> TEXT PROVIDED
The six principles govern the way the trust operates
The Trust upholds certain core principles which underpin everything it does. As Communities within the Church, the Trust and academies look to the teaching of the Church for guidance: in particular, the principles draw heavily on Catholic social and moral teaching, which govern the way groups, societies and institutions should function.
‘Education is not and must never be considered as purely utilitarian. It is about forming the human person, equipping him or her to live life to the full – in short it is about imparting wisdom. And true wisdom is inseparable from knowledge of the Creator.’
(Pope Benedict XVI, address to teachers and religious, Twickenham, 2010)
‘God so loved the world that he gave his only son’ (St John 3:16)
To know Jesus is to know God. In Jesus, God takes on a human face’ (Pope Benedict XVI)
The Trust and each academy within the Trust are established ‘to be part of the Church’s mission, to place Christ and the teaching of the Catholic Church at the centre of people’s lives’ (Archdiocese of Birmingham, Christ at the Centre). Each academy is a missionary community withinin the wider community of the Trust. The Trust itself is part of a wider community of the Church, founded by Jesus Christ and manifested by the Holy Spirit at Pentecost. As a Catholic community each academy ‘will have confidence and conviction to engage with the Church’s mission of evangelisation in the context of today’s world’ (Diocese of Leeds, Schools of Discipleship). In a Catholic Trust we share our mission with other churches and schools which also place Christ at the centre of all they do.
‘The Glory of God is a human being fully alive’ (St Irenaeus)
The Trust believes that each person is made in the image of God, that image which has been rstored in Christ Jesus. Consequently, the Trust upholds the dignity and unique value of every human person. In return each person within the Trust has the responsibility of upholding the dignity of God and the dignity of every human person. It is of particular concern within the Trust when the dignity of the human person is diminished by poverty (be that economic poverty, or poverty in terms of family stability, or poverty of religious and spiritual culture). The Trust, therefore, embraces policies, procedures and strategies which reflect a Preferential Option for the Poor. Furthermore, within the Trust each person (made in the image of God and acting as God’s steward on earth) has a special duty to care for and protect the whole of God’s creation.
‘If you are what you should be, you will set the whole world ablaze’ (St Catherine of Sienna)

Image location labeling entries:

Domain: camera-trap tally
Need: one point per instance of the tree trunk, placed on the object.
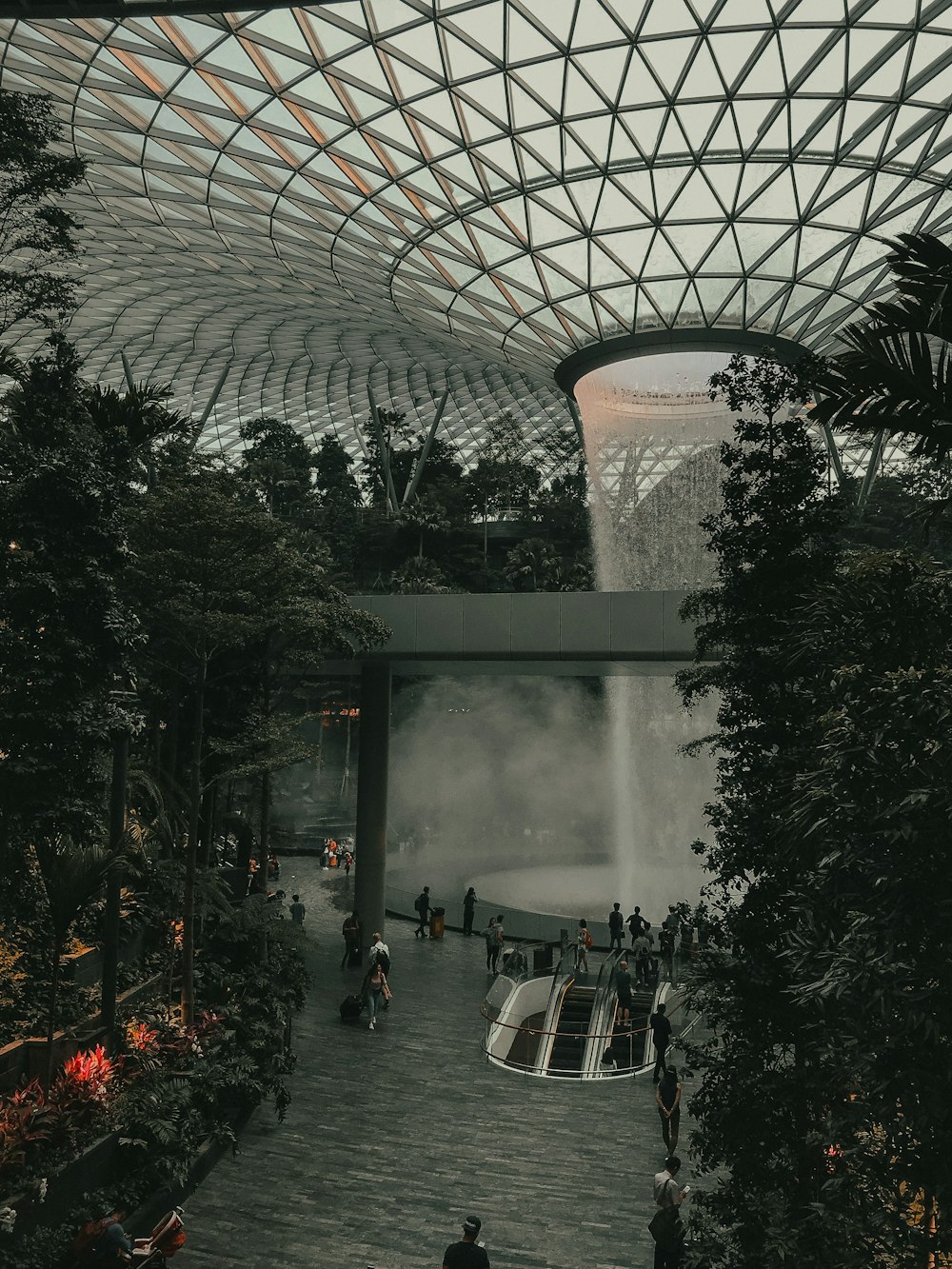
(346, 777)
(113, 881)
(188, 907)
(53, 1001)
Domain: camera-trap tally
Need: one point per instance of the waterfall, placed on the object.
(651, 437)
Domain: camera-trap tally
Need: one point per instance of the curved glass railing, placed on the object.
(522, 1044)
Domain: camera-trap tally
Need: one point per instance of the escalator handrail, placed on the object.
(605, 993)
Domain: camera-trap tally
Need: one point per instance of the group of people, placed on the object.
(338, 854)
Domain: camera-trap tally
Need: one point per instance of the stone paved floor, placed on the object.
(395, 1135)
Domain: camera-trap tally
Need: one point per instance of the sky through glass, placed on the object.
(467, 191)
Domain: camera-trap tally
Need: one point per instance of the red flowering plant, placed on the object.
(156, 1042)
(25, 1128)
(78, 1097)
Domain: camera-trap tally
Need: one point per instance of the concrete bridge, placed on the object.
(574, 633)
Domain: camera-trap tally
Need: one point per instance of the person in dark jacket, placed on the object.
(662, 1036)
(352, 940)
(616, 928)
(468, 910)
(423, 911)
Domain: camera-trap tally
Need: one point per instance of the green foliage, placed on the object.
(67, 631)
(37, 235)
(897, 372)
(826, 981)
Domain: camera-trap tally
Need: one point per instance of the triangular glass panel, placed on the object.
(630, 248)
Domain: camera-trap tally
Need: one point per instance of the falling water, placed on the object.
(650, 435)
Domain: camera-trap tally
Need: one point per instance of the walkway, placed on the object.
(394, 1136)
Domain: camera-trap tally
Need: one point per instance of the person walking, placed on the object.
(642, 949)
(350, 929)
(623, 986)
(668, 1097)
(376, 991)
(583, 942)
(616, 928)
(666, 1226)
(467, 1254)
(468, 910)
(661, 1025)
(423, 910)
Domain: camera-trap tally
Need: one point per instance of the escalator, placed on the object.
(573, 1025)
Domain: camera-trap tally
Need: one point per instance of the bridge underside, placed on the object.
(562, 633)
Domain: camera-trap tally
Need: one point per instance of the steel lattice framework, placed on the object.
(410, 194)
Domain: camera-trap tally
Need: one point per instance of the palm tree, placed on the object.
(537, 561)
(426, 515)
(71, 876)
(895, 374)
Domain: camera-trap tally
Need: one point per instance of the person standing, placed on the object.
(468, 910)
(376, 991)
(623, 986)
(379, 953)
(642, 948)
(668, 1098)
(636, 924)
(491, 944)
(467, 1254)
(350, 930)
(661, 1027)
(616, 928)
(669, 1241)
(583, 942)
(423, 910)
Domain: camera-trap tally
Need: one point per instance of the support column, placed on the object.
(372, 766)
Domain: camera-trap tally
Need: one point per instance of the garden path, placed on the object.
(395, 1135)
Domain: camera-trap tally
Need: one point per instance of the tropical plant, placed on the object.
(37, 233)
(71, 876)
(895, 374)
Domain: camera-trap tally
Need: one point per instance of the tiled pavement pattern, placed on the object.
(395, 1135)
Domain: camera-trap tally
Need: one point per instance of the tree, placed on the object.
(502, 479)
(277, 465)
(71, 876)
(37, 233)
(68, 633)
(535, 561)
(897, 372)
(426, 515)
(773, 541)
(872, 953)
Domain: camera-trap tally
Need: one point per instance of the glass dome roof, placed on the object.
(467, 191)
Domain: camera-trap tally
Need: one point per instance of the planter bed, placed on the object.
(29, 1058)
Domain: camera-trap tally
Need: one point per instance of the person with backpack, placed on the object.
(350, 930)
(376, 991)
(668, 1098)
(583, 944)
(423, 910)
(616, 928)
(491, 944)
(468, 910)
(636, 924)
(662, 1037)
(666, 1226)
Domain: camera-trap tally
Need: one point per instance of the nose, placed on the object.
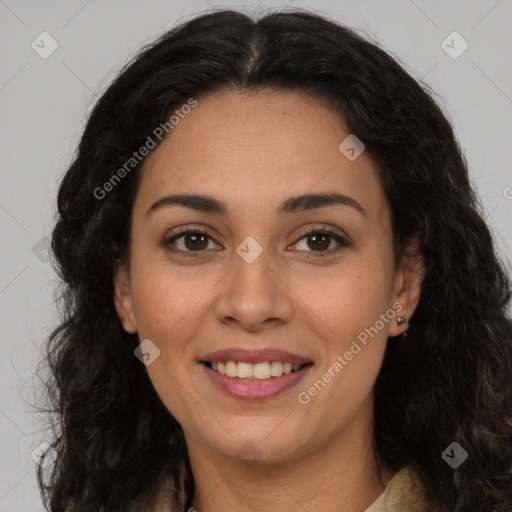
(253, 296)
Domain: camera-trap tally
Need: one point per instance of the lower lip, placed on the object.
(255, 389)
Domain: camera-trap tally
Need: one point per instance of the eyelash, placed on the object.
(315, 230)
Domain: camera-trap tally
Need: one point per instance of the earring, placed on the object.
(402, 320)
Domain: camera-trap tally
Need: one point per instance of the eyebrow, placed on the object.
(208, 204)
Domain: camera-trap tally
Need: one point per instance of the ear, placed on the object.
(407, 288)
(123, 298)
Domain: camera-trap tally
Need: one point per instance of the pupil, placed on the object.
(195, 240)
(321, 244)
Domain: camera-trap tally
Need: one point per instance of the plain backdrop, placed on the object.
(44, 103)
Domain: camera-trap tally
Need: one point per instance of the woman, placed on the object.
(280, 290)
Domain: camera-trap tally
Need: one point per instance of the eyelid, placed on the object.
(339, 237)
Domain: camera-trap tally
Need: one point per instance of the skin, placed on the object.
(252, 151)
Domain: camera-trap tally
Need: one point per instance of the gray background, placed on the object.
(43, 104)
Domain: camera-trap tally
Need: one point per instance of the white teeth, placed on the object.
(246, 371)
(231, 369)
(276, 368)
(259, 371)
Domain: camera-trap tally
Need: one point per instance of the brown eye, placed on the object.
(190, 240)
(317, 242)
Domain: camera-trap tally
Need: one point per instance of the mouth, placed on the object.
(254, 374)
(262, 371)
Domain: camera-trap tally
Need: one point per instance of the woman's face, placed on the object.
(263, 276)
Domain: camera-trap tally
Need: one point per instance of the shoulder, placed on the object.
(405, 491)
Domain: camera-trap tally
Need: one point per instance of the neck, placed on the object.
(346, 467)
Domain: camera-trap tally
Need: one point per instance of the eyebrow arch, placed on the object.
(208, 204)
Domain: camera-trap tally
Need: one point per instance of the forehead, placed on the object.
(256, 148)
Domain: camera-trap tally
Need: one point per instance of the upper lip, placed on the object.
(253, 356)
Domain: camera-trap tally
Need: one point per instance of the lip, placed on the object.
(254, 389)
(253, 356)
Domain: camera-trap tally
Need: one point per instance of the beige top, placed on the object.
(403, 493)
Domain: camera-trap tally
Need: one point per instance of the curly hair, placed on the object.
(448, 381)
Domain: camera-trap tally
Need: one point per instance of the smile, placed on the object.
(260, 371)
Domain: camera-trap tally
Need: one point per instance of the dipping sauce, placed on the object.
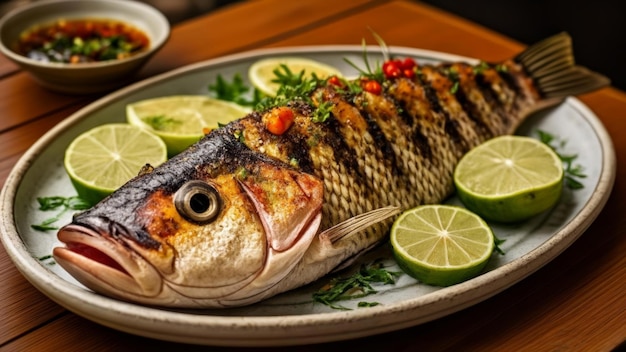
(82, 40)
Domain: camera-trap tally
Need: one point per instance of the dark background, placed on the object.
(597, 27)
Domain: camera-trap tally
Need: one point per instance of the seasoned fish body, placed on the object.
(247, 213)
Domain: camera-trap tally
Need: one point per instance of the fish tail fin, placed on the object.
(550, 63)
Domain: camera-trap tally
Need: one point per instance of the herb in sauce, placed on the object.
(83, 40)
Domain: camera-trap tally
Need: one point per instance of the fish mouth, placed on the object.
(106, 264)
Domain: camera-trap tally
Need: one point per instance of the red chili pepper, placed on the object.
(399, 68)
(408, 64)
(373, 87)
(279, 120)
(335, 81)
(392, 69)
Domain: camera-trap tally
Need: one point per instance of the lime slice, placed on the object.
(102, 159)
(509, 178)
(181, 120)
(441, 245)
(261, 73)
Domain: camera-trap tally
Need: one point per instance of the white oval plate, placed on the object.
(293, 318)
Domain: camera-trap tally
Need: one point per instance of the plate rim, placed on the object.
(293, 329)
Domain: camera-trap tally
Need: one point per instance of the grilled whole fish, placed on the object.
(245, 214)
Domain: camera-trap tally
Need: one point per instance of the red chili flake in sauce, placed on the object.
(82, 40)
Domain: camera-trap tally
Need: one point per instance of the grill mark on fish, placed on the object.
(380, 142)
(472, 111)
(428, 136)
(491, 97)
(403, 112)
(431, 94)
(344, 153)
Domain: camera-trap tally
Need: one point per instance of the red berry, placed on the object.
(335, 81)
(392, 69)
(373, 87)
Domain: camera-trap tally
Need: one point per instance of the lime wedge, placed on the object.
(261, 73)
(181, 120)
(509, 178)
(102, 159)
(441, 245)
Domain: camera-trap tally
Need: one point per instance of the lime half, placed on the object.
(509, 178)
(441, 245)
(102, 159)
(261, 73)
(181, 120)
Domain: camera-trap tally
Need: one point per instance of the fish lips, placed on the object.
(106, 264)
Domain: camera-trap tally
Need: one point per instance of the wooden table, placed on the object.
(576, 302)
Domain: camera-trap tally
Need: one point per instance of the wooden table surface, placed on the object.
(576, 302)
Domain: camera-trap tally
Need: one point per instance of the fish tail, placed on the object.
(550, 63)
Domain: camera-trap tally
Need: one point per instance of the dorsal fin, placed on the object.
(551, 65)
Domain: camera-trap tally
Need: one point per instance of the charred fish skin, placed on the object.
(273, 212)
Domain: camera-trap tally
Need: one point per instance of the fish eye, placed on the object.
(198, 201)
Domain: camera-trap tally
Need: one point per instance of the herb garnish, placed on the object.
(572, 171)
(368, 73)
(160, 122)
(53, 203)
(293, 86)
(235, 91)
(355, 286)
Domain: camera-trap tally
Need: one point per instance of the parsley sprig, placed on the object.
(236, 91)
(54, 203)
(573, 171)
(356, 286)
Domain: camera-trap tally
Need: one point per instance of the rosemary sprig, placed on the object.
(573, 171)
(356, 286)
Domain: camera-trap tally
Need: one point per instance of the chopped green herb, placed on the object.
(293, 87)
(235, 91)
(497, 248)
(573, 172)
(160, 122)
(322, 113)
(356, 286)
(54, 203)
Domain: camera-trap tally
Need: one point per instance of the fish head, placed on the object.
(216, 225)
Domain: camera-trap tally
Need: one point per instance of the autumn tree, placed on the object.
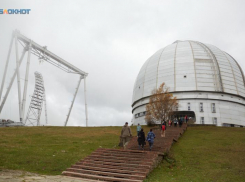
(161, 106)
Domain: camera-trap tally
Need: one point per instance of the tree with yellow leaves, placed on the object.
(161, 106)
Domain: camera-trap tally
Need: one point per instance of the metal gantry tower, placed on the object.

> TASKS FOR THIS EXERCISE
1. List the kinds of poverty named in the passage on the Trust's principles.
2. Pick up the passage on the Trust's principles after its last sentence.

> RESPONSES IN ORDER
1.
- Economic poverty
- Poverty in terms of family stability
- Poverty of religious and spiritual culture

2.
The children and students occupy a privileged position within the Trust: It is for their sake that the Trust and the Academy exist. The Trust has a duty to provide a safe learning environment, and a rich and robust curriculum for the full human flourishing of its children and students. The Trust and the academies strive for excellence in education, seeking to provide opportunites for realising the potential of each person within their care. We regard education to be of the whole person – academic of course, but, pastoral, moral, social, spiritual and physical as well: Each person is ‘cherished for who they are, as much as for what they achieve’ (Schools of Discipleship). A Catholic trust has the duty to assist each person to grow in wisdom and skill, in virtue and through refreshment. Moreover, the Trust endeavours to help each child and each student discover their true calling, that is, their vocation in life under God.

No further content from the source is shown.